- Selected extract -
● ● ● ● ● ● ●
Myth #3: Additional tax burden
To redistribute existing healthcare resources to ensure equity, there will be changes in the way we collect revenue for healthcare. This will include removing user fees in the NHI-funded services and increasing our taxes, based on the principle of social solidarity. Out-of-pocket expenses will play no role, and medical scheme contributions will need to be reduced as the future role of medical schemes is redefined. The DA plan does not say how it will offset the high cost of out-of-pocket expenses experienced by South Africans who have medical aid or not.
Myth #4: NHI fund will be a ‘state-owned enterprise’
Nowhere is the NHI fund called a state-owned enterprise (SOE). It will operate like a Section 3A public entity. It will create a single pool of funds for universal health services, enabling the country to have the capacity to strategically buy services from public and private health providers, and achieve significant efficiencies. In many countries with single strategic purchasers like the NHI fund, administration costs are below 2% – far lower than medical schemes’ existing costs, which average between 10% and 12%.
● ● ● ● ● ● ●
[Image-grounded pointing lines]
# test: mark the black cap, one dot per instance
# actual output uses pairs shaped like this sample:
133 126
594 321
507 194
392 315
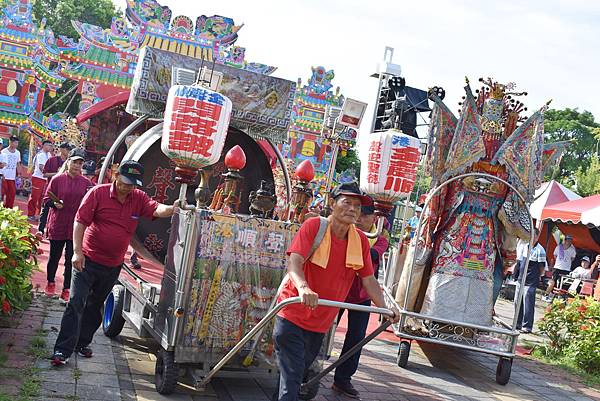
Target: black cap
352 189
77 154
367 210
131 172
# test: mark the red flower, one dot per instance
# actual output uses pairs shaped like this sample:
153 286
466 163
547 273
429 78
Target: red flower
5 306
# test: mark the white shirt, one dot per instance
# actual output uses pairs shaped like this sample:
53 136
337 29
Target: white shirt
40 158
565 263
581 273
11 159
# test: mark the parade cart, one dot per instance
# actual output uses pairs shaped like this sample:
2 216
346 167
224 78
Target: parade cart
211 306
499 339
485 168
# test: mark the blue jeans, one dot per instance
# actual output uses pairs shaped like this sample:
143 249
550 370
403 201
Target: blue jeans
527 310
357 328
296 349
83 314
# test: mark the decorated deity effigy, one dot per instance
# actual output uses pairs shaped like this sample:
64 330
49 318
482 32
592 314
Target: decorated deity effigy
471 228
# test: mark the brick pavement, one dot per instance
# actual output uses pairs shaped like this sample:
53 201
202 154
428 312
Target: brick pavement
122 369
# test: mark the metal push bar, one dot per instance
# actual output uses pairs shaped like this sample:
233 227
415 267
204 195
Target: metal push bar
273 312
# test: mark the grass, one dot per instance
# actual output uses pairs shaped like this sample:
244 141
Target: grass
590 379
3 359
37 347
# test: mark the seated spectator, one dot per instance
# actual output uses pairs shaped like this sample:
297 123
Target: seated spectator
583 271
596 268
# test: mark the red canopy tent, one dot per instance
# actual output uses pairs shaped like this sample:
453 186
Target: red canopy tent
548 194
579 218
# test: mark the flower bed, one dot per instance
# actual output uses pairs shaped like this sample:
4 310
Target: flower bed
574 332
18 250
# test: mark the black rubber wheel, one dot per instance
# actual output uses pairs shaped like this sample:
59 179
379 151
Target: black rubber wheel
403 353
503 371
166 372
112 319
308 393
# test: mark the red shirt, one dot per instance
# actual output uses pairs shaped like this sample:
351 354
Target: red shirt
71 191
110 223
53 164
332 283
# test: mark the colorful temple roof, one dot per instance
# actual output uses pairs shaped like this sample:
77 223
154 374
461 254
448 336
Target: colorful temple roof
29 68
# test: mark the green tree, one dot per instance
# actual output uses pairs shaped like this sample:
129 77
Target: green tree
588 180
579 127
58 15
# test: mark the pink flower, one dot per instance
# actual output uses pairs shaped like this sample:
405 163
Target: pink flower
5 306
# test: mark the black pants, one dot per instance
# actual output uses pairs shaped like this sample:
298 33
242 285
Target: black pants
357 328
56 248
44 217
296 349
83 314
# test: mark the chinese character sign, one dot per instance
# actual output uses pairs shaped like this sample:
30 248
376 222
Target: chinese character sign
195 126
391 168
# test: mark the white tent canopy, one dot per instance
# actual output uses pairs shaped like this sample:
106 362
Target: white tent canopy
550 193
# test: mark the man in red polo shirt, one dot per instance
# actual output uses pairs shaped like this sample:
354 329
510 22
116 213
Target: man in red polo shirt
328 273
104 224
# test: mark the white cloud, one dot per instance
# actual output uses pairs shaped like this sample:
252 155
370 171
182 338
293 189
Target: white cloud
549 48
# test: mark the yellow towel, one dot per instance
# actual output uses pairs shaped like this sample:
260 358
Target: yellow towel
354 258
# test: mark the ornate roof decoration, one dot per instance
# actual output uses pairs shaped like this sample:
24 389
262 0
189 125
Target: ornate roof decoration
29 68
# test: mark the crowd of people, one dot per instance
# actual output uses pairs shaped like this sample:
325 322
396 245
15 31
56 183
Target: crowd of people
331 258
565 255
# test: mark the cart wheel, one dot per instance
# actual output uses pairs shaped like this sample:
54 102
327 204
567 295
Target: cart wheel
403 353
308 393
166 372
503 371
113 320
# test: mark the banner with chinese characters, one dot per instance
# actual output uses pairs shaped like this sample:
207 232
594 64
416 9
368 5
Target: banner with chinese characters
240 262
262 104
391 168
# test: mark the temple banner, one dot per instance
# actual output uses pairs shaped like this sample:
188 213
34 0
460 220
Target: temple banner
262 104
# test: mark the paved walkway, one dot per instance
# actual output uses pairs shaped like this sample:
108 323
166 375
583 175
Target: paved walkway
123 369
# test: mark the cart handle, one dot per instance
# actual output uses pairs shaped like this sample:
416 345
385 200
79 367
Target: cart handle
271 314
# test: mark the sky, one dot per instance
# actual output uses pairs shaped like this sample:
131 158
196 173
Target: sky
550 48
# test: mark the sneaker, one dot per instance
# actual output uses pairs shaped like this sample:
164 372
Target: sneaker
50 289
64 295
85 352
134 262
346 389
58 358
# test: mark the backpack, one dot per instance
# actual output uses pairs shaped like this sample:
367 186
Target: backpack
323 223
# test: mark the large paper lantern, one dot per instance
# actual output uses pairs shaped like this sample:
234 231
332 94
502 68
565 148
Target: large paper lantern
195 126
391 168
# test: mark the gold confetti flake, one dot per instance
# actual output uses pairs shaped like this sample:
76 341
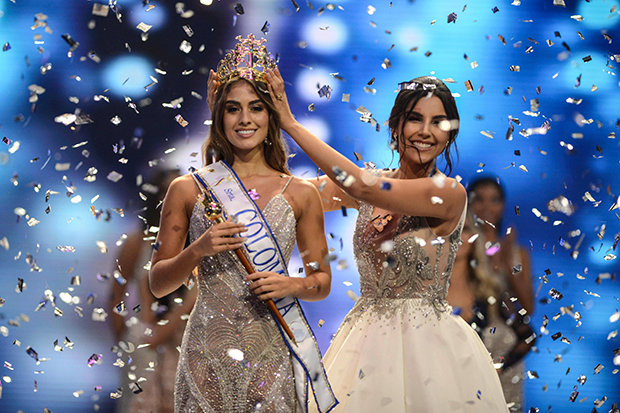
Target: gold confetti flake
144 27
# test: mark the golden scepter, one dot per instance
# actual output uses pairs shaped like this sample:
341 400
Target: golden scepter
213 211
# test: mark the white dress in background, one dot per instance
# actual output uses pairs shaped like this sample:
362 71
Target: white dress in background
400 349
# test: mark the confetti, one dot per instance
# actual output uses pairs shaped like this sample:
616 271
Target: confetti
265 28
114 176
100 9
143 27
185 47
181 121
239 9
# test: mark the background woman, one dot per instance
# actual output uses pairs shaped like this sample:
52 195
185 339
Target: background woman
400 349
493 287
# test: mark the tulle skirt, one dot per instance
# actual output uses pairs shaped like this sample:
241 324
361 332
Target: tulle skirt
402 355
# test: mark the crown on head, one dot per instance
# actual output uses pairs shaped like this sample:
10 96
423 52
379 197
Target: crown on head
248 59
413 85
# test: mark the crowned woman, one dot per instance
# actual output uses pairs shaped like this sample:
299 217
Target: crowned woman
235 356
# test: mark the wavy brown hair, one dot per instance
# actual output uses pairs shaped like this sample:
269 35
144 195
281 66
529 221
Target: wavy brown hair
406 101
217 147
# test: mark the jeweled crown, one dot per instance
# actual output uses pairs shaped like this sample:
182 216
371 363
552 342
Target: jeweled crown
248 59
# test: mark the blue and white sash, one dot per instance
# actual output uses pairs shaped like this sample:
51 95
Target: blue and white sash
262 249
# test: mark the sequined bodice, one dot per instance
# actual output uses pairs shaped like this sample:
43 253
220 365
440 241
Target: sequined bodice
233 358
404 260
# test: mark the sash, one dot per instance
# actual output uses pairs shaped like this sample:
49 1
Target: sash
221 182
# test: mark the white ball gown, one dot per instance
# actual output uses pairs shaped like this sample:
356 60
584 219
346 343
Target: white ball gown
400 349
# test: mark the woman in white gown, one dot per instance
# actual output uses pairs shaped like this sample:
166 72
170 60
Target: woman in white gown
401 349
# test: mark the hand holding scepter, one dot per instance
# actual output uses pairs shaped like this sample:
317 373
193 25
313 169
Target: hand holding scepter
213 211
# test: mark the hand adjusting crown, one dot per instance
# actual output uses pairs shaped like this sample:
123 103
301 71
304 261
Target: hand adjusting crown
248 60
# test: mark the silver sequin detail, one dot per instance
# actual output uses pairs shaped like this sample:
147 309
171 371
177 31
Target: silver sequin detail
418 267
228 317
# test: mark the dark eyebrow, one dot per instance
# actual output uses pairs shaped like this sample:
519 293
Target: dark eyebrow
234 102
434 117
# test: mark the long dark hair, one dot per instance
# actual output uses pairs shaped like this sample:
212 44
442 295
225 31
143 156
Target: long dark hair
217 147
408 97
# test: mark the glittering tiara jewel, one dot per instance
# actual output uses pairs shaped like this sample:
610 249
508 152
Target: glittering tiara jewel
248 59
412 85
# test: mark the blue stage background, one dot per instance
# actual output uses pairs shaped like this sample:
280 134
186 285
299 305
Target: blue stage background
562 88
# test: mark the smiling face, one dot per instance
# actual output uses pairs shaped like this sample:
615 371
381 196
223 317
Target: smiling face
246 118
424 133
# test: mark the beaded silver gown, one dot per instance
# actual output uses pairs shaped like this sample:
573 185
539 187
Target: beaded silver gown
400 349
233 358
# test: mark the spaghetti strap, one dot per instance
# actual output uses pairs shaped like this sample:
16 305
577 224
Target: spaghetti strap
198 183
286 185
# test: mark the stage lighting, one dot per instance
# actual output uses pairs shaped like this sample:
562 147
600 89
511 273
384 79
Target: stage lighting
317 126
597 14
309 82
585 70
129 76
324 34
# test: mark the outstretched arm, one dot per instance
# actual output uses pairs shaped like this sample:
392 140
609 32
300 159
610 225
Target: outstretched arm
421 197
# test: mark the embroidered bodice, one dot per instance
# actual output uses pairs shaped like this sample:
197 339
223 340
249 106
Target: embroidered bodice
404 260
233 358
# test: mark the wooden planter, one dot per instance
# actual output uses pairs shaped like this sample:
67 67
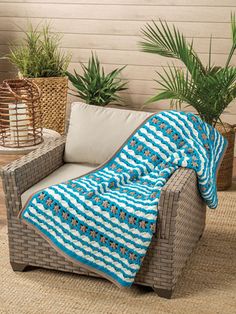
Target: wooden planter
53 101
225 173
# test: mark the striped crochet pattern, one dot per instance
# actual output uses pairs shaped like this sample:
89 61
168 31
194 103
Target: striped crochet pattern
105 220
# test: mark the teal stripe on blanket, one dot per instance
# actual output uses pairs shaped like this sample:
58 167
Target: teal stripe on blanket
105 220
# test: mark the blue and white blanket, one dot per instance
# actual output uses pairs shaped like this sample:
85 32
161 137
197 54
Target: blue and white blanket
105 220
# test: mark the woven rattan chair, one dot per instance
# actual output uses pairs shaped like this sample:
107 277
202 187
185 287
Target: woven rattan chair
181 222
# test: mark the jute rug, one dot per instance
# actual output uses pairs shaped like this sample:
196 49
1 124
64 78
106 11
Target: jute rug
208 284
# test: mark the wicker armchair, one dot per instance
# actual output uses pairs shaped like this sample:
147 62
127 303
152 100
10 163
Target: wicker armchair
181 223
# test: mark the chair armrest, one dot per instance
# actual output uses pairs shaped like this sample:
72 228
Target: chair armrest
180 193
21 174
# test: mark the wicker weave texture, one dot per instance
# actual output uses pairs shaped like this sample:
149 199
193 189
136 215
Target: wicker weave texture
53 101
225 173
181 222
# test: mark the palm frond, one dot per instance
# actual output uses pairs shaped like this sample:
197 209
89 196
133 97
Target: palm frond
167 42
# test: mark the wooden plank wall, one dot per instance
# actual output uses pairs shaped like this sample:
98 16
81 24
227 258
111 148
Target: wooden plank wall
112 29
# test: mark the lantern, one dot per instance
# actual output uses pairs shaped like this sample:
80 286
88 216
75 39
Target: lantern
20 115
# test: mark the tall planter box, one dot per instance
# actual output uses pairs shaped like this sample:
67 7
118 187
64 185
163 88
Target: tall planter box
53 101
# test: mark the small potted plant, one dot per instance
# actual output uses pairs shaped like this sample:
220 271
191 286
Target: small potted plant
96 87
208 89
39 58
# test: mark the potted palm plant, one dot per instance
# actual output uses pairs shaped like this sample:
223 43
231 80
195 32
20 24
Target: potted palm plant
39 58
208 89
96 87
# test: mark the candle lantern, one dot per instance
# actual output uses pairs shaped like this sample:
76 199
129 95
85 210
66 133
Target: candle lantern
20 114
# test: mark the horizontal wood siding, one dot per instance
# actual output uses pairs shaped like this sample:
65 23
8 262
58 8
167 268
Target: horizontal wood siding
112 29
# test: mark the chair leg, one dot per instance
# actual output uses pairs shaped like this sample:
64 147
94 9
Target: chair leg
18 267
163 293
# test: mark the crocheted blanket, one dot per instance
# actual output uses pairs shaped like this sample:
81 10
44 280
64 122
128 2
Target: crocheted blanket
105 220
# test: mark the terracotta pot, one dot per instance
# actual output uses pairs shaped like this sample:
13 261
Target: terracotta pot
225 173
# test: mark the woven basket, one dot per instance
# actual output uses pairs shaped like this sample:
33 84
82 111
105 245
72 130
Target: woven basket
● ● ● ● ● ● ●
- What you will do -
a – Please reproduce the part of the NHI myths text above that opens with the words containing "Myth #3: Additional" and closes with "aid or not.".
b – List every percentage figure given in the NHI myths text above.

- Per-task outputs -
a –
Myth #3: Additional tax burden
To redistribute existing healthcare resources to ensure equity, there will be changes in the way we collect revenue for healthcare. This will include removing user fees in the NHI-funded services and increasing our taxes, based on the principle of social solidarity. Out-of-pocket expenses will play no role, and medical scheme contributions will need to be reduced as the future role of medical schemes is redefined. The DA plan does not say how it will offset the high cost of out-of-pocket expenses experienced by South Africans who have medical aid or not.

b – 2%, 10%, 12%